[BEGIN Given information]
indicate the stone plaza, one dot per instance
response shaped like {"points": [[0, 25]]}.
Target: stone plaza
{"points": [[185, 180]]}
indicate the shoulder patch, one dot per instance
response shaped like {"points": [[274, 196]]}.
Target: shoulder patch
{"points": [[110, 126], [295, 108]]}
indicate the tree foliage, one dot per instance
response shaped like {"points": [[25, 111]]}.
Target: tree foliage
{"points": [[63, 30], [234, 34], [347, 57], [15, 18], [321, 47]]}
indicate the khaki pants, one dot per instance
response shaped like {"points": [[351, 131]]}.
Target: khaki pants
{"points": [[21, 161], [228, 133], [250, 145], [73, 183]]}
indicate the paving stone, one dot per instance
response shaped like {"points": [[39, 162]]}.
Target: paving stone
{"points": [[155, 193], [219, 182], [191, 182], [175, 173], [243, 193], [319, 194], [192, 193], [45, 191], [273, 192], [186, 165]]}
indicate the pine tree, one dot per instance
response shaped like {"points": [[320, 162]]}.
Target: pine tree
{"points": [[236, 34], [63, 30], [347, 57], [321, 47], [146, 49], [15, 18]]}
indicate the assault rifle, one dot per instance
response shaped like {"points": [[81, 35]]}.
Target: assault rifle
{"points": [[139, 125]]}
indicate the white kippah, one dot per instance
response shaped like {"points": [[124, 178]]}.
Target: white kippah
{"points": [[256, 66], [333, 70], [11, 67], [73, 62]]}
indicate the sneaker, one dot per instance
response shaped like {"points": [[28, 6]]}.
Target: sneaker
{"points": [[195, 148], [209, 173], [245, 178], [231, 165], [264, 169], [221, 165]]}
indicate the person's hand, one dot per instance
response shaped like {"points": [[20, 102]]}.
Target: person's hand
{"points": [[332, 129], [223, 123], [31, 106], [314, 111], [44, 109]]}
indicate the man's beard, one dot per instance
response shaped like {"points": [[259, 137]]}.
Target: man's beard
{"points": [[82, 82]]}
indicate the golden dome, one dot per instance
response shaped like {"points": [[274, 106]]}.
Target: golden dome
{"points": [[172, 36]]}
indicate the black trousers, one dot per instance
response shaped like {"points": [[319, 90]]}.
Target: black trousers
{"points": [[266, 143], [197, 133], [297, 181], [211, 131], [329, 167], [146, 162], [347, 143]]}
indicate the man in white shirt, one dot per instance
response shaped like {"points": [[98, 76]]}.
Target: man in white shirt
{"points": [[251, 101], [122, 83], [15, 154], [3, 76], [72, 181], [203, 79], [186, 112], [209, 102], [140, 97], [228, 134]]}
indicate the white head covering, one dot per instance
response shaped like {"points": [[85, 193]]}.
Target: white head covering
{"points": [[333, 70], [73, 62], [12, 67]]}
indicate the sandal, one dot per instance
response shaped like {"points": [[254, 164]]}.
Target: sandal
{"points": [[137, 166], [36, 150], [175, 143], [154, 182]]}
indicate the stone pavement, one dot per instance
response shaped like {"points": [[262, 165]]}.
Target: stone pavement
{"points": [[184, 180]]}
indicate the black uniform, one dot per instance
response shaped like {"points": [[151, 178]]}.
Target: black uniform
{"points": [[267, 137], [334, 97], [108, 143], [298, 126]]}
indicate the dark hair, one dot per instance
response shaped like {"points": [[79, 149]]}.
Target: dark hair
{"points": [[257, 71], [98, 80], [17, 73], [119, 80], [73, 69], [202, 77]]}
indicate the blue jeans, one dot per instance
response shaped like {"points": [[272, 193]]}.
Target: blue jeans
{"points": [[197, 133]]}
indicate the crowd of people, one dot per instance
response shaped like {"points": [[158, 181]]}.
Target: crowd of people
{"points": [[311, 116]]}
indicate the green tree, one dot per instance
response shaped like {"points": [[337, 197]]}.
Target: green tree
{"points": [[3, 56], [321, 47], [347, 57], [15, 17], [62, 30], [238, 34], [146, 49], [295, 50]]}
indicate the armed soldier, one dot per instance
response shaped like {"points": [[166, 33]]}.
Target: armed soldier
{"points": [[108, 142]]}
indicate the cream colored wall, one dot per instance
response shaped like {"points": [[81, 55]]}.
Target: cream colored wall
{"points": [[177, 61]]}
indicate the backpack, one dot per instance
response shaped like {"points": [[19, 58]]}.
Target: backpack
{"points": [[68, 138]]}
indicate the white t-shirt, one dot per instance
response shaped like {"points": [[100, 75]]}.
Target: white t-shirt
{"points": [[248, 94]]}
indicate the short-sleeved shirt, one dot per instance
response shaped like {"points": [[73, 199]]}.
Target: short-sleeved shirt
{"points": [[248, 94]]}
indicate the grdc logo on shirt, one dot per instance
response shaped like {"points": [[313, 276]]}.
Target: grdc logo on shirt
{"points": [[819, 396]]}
[END Given information]
= Task description =
Transcribe all of the lines above without any alteration.

= Full answer =
indicate the stone plaza, one dot per instance
response shaped like {"points": [[0, 25]]}.
Target: stone plaza
{"points": [[185, 180]]}
indicate the shoulder patch, one dot per instance
response shaped like {"points": [[274, 196]]}.
Target: shoulder patch
{"points": [[110, 126], [295, 108]]}
indicate the tree foliage, one dot per instance
response shaped like {"points": [[25, 111]]}.
Target: tree foliage
{"points": [[63, 30], [234, 34], [347, 57], [15, 18], [321, 47]]}
indicate the khaki pants, one dot per instance
response shaped like {"points": [[351, 131]]}.
Target: khaki pants
{"points": [[21, 161], [228, 133], [250, 145], [73, 183]]}
indicate the paving stone, one dot per instance
response shaped like {"points": [[39, 162]]}.
Target: paving stone
{"points": [[155, 193], [219, 182], [191, 182], [175, 173], [243, 193], [319, 194], [192, 193], [45, 191], [273, 192], [186, 165]]}
indicate the pine tree, one dot per instance
response shaped like {"points": [[320, 162]]}.
Target: pine tree
{"points": [[236, 34], [63, 30], [347, 57], [321, 47], [146, 49], [15, 18]]}
indicate the assault rifle, one dot per instance
response shaped like {"points": [[81, 35]]}.
Target: assault rifle
{"points": [[139, 125]]}
indicate the white kippah, one dot per instance
response shaped like {"points": [[124, 178]]}.
Target: white kippah
{"points": [[256, 66], [333, 70], [11, 67], [73, 62]]}
indicate the sneaker, one dot per instance
response shaped like {"points": [[28, 6]]}.
Target: sneaker
{"points": [[195, 148], [209, 173], [245, 178], [231, 165], [264, 169], [221, 165]]}
indicate the person's hand, one dot per instance
response shaped like {"points": [[20, 102]]}.
Target: person's hand
{"points": [[332, 129], [223, 123], [31, 106], [314, 111], [44, 109]]}
indicate the man's beard, one dot per instance
response shaped like {"points": [[259, 137]]}.
Target: man's beard
{"points": [[82, 82]]}
indicate the golden dome, one dot per instance
response shaped like {"points": [[274, 106]]}.
Target: golden dome
{"points": [[172, 36]]}
indicate the black trousers, one dot per instance
response shaped like {"points": [[319, 90]]}.
Target: black trousers
{"points": [[266, 143], [197, 133], [297, 181], [211, 131], [329, 167], [146, 162], [347, 143]]}
indicate the man in white shirt, one dot per instance
response shaped like {"points": [[98, 76]]}.
Target: man in white shirt
{"points": [[251, 101], [122, 83], [15, 154], [3, 76], [72, 181], [203, 79], [186, 112], [209, 102], [140, 97], [228, 134]]}
indicate the white head covering, one dot per instance
response shaped like {"points": [[85, 193]]}.
Target: white head covering
{"points": [[333, 70], [73, 62], [12, 67]]}
indicate the sandal, one dot per instance
response shaped like {"points": [[254, 164]]}.
Target: sandal
{"points": [[137, 166], [36, 150], [175, 143], [154, 182]]}
indicate the stone pavement, one dot per instance
response shaped like {"points": [[262, 165]]}.
Target: stone pavement
{"points": [[184, 180]]}
indicate the black uniform, one dot per instance
response shaped like {"points": [[151, 178]]}.
Target: black uniform
{"points": [[267, 137], [334, 97], [108, 143], [298, 126]]}
indicate the dark hair, one dot per instance
response shaped like {"points": [[79, 149]]}.
Target: dark hair
{"points": [[257, 71], [98, 80], [17, 73], [119, 80], [73, 69], [202, 77]]}
indicate the blue jeans, one dot per instance
response shaped like {"points": [[272, 193]]}.
Target: blue jeans
{"points": [[197, 133]]}
indicate the crowd of people, one dot per instance
response shaped like {"points": [[158, 181]]}.
Target: crowd of people
{"points": [[311, 116]]}
indicate the green tree, one dot per instance
response shaped like {"points": [[337, 197]]}.
Target: green tree
{"points": [[3, 56], [321, 47], [347, 57], [15, 17], [62, 30], [238, 34], [146, 49], [295, 50]]}
indicate the armed soldier, one dot per instance
response shaped like {"points": [[166, 33]]}.
Target: armed soldier
{"points": [[108, 142]]}
indicate the cream colored wall, one dot per instance
response shaped like {"points": [[81, 55]]}.
Target: cream colored wall
{"points": [[177, 61]]}
indicate the backpack, one dot per instance
response shaped like {"points": [[19, 58]]}.
Target: backpack
{"points": [[68, 138]]}
indicate the white t-shirt, one dot per instance
response shaped like {"points": [[100, 75]]}.
Target: white t-shirt
{"points": [[248, 94]]}
indicate the short-sleeved shirt, one dot per instance
response shaped like {"points": [[73, 199]]}.
Target: short-sleeved shirt
{"points": [[248, 94]]}
indicate the grdc logo on shirt, one dot per instance
response shaped like {"points": [[313, 276]]}.
Target: grdc logo on shirt
{"points": [[819, 396]]}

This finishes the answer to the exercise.